Can you set out every line of the listing below as a numbered list, skipping blank lines and leaving the pictures out?

→ Records for this task:
####################

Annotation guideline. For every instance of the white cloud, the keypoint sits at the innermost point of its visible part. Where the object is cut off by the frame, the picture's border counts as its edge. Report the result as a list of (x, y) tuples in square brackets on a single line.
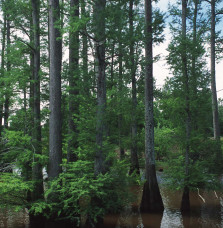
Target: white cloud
[(161, 69)]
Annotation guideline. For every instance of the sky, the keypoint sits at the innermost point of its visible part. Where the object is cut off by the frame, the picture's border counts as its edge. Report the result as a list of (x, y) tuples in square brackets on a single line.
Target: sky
[(161, 69)]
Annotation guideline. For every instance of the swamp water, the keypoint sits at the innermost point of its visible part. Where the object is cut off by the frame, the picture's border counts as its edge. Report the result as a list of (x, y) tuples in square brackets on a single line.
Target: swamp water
[(206, 212)]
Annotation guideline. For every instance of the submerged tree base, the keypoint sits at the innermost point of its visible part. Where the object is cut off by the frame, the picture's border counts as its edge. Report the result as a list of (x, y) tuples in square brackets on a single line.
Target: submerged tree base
[(151, 198), (185, 203)]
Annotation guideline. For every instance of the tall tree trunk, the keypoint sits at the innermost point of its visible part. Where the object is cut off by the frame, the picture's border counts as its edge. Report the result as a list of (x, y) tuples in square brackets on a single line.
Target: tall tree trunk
[(85, 53), (37, 168), (134, 155), (99, 28), (8, 65), (73, 83), (120, 116), (151, 199), (213, 82), (185, 204), (55, 123), (194, 59), (193, 70), (2, 71)]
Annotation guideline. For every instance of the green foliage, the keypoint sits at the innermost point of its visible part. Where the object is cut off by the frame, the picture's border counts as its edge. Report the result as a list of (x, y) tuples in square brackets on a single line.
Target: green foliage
[(164, 141), (80, 193), (13, 190), (202, 168)]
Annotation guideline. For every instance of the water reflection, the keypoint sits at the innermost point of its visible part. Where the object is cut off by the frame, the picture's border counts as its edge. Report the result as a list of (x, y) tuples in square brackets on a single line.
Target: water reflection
[(206, 212), (11, 219)]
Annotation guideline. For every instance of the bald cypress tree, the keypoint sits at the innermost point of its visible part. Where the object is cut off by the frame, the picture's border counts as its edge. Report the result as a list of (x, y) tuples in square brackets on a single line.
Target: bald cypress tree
[(55, 124), (151, 199)]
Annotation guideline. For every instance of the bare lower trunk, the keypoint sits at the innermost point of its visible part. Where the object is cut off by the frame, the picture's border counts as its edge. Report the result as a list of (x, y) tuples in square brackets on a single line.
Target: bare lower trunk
[(213, 82), (73, 84), (7, 93), (151, 199), (85, 53), (99, 20), (37, 168), (120, 117), (134, 150), (55, 125), (2, 71), (185, 206)]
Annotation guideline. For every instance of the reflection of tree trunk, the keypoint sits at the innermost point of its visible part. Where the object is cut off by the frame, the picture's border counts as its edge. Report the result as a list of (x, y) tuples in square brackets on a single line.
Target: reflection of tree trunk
[(134, 155), (185, 204), (73, 84), (151, 199), (55, 125)]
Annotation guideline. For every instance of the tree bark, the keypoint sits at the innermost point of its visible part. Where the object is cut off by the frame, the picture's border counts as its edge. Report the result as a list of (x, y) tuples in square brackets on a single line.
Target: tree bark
[(55, 122), (151, 199), (85, 54), (120, 116), (99, 30), (185, 204), (2, 70), (8, 65), (134, 152), (213, 82), (73, 84), (37, 168)]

####################

→ Task solution:
1. Annotation guideline. For every instance of the white cloud, the keypoint sits at the innermost point of its visible part. Where the object is cut off by the frame, the picture's border counts as its edge. Report the result as a list of (x, y) tuples in square brackets on a single line.
2. Target: white cloud
3. [(161, 69)]
4. Annotation guideline. For every instance of the sky, the keypoint sits at the innermost point of its visible part. Where the object is cut off by the frame, the picture's border counts as its edge. Report the result as a list of (x, y) tuples in square brackets on a single line.
5. Target: sky
6. [(161, 69)]
7. Annotation guideline. For every instance of the swamp water, the keypoint sits at the innermost point of its visible part. Where the object is cut off by the frame, the picture's border counts as its edge. Report the result as a list of (x, y) tuples in square brackets on a single line.
8. Target: swamp water
9. [(206, 212)]
10. Annotation guideline. For every instance of the submerged tree base, the keypoint sits at the innermost point of its visible part. Where the object is cut off by the frame, the picture's border counts as its edge. Report the result as a list of (x, y) tuples in square brackets on a single line.
11. Target: submerged tree base
12. [(151, 198), (185, 203)]
13. Annotation guideline. For every instance of the tall tree trunk, the keypoint sits at the innermost point of its visible part. Where the object is cut off by the frame, the picture's border counts as its edge. Report the result as a list of (x, y) tuples in square brackets on a single line.
14. Target: tall tree trunk
15. [(85, 53), (37, 168), (134, 155), (99, 28), (8, 65), (73, 83), (120, 116), (151, 199), (213, 82), (185, 204), (55, 123), (194, 59), (193, 70), (2, 71)]
16. Annotation guideline. For every instance of the green foliage, the keypoint sits at the innermost point of its visible part. Where the object is cut off by the frame, the picture's border counts as its edge. Report the result as a list of (x, y) tuples in square brackets on a single line.
17. Target: green foliage
18. [(164, 141), (80, 193), (13, 190), (202, 168)]
19. Annotation guideline. For every instance of the water reflection, the keypoint sits at the innermost point of its visible part. Where the object is cut off by the frame, the picture's border counts as its edge. Report the result as a list of (x, y) tuples in square brackets on a single line.
20. Target: water reflection
21. [(206, 212), (11, 219)]
22. Annotation guideline. For every instance of the bald cypress tree, the keypoint sits at the innermost point of its visible part. Where the object is cut off by the frame, the picture's border counts as its edge. Report the result as a list of (x, y) tuples in square brackets on a single line.
23. Target: bald cypress tree
24. [(55, 124), (151, 199)]
25. Annotation guideline. For every instance of the bare lower trunk, the keypoint sits at the innermost point of its visible part. Where the object is cut off by the frame, the picture's border counts as its edge. Report the result as a list of (x, y) tuples in square brackets on a single line.
26. Target: bare lower trunk
27. [(213, 82), (73, 84), (7, 93), (151, 199), (85, 53), (99, 20), (37, 168), (120, 117), (134, 150), (55, 125), (2, 71), (185, 206)]
28. Annotation guideline. For every instance of the reflection of tree trunk, the keypoint sits at the innermost point of its visible part. Where the object is cut off by the frame, the picture's border counts as its edge. Report the result as a list of (x, y) tuples in square brackets on a single line.
29. Target: reflection of tree trunk
30. [(134, 155), (185, 204), (73, 84), (151, 199), (55, 125)]
31. Annotation guideline. For every instance of the tree bark, the keypoint sits at the innermost point of its visible part. Where the object is cut off by the frame, the picture's border counts as its edge. Report the result as a list of (x, y) tuples in square brackets on a single line.
32. Target: tree bark
33. [(55, 122), (151, 199), (85, 54), (120, 116), (99, 30), (185, 204), (2, 70), (8, 65), (134, 152), (213, 82), (73, 84), (37, 168)]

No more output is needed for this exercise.